■ **WHAT THE EXERCISE ASKS**: Every line below is to be quoted exactly, with nothing added or dropped.

(Position annotation records)

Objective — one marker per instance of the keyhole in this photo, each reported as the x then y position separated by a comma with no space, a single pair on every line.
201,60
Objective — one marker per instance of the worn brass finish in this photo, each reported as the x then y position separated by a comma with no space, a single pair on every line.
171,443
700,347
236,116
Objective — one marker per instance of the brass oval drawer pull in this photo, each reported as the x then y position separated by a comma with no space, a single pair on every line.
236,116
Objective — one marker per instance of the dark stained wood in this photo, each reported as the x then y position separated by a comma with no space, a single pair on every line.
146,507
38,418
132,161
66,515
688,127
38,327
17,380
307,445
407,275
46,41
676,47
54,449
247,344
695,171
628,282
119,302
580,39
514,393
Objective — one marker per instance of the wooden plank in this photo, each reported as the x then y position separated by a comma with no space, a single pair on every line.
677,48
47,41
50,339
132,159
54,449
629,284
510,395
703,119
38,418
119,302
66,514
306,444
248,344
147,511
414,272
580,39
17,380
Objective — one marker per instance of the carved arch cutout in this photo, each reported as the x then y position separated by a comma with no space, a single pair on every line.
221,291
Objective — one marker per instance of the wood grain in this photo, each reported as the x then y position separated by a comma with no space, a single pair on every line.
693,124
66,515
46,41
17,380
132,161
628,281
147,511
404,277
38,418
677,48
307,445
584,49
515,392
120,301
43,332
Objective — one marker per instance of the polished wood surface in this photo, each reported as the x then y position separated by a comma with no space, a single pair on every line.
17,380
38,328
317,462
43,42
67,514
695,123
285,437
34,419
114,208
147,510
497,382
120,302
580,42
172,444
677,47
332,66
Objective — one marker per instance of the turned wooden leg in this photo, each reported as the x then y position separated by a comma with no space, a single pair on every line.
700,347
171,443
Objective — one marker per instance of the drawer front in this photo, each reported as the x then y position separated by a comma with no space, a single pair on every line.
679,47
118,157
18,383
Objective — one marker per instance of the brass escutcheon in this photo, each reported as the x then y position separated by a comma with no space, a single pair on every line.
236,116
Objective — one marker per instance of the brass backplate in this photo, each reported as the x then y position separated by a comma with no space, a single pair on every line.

■ **TASK RESPONSE**:
Objective — one marker per instance of the keyhole in this photo, each reported as the x then y position separated by a comma with no space, a single pair on every line.
201,60
Objective — one marker per instance of the worn brass finish in this photo, each reported as the x then y position separated by a comma with no space, a single pair on every line.
171,443
700,347
236,116
Objective — one marker per instance of the brass oval drawer pull in this photo, each reported as the x then y position separated by a comma with no space, a single pair on every line.
236,116
Objective — one marker per instance of the dark stained wood in this photo, each reported as the x then y position separated by a comma with no space, a single pair on every line.
146,507
38,418
132,161
66,515
688,127
38,327
17,380
307,445
407,275
46,41
676,47
54,449
247,344
695,171
628,282
119,302
580,39
514,393
Objective — one marker per instance of the wooden plank in this photo, each reported as the x then y position separated by a comma with no space, a single pair on every line.
677,48
47,41
50,339
132,159
54,449
629,284
510,395
703,119
38,418
119,302
66,514
306,444
248,344
147,511
414,272
580,39
17,380
Objective — one marker per instance of the carved arch cutout in this photo, each reported as the x then y position separated by a comma with no space, a single pair on every line.
221,291
Objective — one marker per instance of the wood grain in this photo, each reported as the x then y position separated by a comma with no space, a single pair on every line.
693,124
66,515
46,41
17,380
132,161
628,281
147,511
404,277
38,418
677,48
307,445
584,49
515,392
120,301
43,332
Objective — one marker per instance of the polished wood surface in this photo, each reported as the x then y position separated by a comma with no space, a single pair on every line.
17,380
38,328
317,462
43,42
67,514
695,123
285,437
34,419
114,208
147,510
497,382
120,302
580,42
172,444
677,47
332,66
Objective — one marker per instance of the turned wooden leg in this photo, each reported as the x then y position separated by a comma with no space, a single pair on every line.
700,347
171,443
Objective — one marker per instance of the drawer front in this photo, each reported as the x then y position separated by a comma with no space, a single pair on every line.
679,47
118,157
18,383
Objective — one marker per instance of the brass escutcheon in this photo, each reported as the x then y position separated by a comma with no space, a single pair on every line.
236,116
Objective — one marker per instance of the brass backplate in this photo, each reported as the x then y position separated by a comma with no space, a single pair on every line.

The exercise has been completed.